** start **
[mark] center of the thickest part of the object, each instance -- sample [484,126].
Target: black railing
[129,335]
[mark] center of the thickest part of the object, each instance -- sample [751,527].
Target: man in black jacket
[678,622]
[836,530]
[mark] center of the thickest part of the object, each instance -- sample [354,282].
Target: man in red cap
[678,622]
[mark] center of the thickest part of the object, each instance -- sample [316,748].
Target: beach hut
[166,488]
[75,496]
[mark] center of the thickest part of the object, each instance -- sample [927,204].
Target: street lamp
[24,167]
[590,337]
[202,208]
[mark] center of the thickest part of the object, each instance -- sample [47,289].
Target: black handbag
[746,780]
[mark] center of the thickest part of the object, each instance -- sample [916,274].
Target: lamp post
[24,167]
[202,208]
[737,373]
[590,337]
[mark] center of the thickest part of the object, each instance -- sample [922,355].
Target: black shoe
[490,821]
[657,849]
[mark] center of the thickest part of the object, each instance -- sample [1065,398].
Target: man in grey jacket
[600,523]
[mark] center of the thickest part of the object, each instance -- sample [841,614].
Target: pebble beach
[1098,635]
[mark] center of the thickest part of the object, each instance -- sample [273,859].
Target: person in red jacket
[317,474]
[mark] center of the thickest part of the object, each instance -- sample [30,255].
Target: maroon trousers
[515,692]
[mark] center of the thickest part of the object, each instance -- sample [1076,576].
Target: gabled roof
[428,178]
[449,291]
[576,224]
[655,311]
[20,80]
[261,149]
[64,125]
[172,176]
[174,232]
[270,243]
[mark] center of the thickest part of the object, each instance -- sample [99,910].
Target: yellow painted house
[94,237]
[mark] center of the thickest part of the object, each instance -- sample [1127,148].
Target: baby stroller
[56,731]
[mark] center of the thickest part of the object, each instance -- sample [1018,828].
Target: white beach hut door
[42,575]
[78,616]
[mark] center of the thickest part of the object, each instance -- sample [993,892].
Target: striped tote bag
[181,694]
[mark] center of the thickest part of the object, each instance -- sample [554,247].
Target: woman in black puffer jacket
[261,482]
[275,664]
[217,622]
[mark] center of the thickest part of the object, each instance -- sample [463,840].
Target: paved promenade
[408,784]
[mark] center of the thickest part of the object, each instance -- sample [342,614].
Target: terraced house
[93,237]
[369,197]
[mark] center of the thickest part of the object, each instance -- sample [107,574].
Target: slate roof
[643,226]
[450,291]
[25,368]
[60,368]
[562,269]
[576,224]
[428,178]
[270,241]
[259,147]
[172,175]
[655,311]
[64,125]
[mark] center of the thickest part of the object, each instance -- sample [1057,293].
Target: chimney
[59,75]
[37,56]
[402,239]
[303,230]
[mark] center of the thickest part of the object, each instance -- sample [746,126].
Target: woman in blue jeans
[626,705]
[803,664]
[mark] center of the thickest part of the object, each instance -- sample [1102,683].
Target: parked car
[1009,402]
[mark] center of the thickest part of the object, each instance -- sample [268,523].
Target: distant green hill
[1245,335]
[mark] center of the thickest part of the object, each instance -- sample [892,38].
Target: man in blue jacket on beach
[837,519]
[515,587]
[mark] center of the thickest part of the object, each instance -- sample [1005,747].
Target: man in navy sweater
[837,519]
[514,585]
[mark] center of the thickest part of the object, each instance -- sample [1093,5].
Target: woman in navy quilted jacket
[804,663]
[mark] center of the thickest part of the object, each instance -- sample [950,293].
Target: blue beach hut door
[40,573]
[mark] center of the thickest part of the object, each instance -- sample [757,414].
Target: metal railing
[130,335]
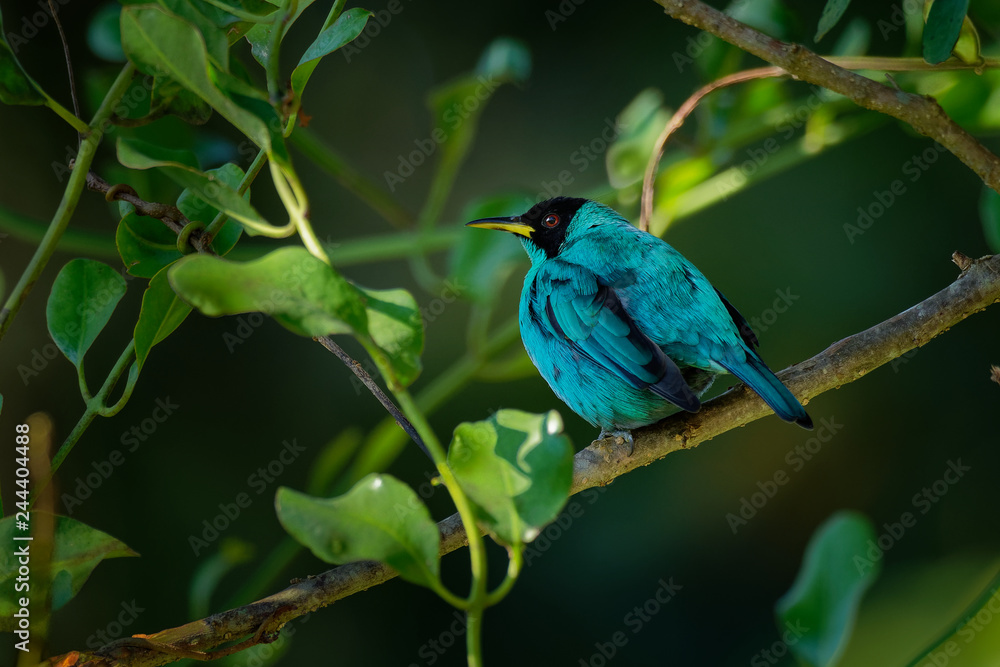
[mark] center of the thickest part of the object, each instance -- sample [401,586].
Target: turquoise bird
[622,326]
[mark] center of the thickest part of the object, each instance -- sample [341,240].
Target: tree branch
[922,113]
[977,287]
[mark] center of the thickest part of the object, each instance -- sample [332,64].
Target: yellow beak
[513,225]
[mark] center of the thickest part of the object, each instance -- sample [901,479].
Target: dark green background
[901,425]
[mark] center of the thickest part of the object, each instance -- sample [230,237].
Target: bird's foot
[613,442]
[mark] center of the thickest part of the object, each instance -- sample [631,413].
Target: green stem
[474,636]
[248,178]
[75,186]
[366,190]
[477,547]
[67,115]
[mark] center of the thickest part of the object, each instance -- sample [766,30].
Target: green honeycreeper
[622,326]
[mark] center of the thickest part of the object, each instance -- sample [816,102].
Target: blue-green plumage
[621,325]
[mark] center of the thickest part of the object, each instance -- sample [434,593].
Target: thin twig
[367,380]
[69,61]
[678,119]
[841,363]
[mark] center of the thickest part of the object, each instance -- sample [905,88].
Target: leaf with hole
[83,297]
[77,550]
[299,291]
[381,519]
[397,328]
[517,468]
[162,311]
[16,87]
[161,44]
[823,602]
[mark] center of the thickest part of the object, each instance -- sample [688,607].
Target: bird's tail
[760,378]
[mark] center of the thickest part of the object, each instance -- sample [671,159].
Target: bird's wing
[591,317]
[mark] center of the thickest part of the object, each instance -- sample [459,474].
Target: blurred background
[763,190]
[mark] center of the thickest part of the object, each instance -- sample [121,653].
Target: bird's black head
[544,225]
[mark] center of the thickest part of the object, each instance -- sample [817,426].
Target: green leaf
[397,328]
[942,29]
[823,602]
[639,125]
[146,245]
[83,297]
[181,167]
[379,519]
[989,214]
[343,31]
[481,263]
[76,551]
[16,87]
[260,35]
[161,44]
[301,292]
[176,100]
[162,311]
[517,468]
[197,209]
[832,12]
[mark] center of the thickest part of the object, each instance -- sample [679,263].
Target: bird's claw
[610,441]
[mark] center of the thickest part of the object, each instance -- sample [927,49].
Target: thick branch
** end **
**Instructions for the task**
Make an exact copy of every line from the one with "-- sample [230,237]." to the end of the data, with the first and last of those lines included.

**The solution**
[mark] center of the thickest part of the object, each instance -- sample [230,237].
Target: bird's foot
[613,442]
[mark] center of the thickest part of the object, each instance -- sample [631,413].
Target: green stem
[474,636]
[248,178]
[75,186]
[366,190]
[477,547]
[67,115]
[mark] center of the thickest part of the object, each instance -- sample [766,30].
Target: green honeycreeper
[622,326]
[mark] center of the thickest part of the object, each instance -- sample [816,102].
Target: blue-green plumage
[621,325]
[mark] center of the thickest part of the object, each instance -- sample [434,593].
Target: thin twig
[367,380]
[69,61]
[678,119]
[841,363]
[mark] center of the thickest part of the object, each instance -- sample [905,88].
Target: leaf with hole
[83,297]
[77,550]
[299,291]
[381,519]
[397,328]
[517,468]
[162,311]
[16,87]
[161,44]
[823,602]
[mark] center of the thickest part of the object, each instance -- sample [688,607].
Target: bird's tail
[760,378]
[mark] center of the thickest part of the object, each instance -- sample [671,159].
Target: bird's wing
[591,317]
[mark] center of the thickest part of the object, each instance -- sample [459,474].
Target: blurred background
[763,190]
[mark] center of the thickest part of the object, each instance -- sample [121,653].
Target: bird's black head
[544,225]
[mark] center of the thickest part of the object, each instance -- sample [817,426].
Target: green leaf
[397,328]
[942,29]
[823,602]
[639,125]
[146,245]
[83,297]
[181,167]
[379,519]
[989,214]
[343,31]
[481,263]
[76,551]
[16,87]
[260,35]
[161,44]
[301,292]
[176,100]
[162,311]
[517,468]
[197,209]
[832,12]
[mark] center of the thickest part of the object, each instance -- sample [679,263].
Target: bird's claw
[610,441]
[mark] center of the thickest part of the object, each instance -- sample [927,49].
Target: thick branch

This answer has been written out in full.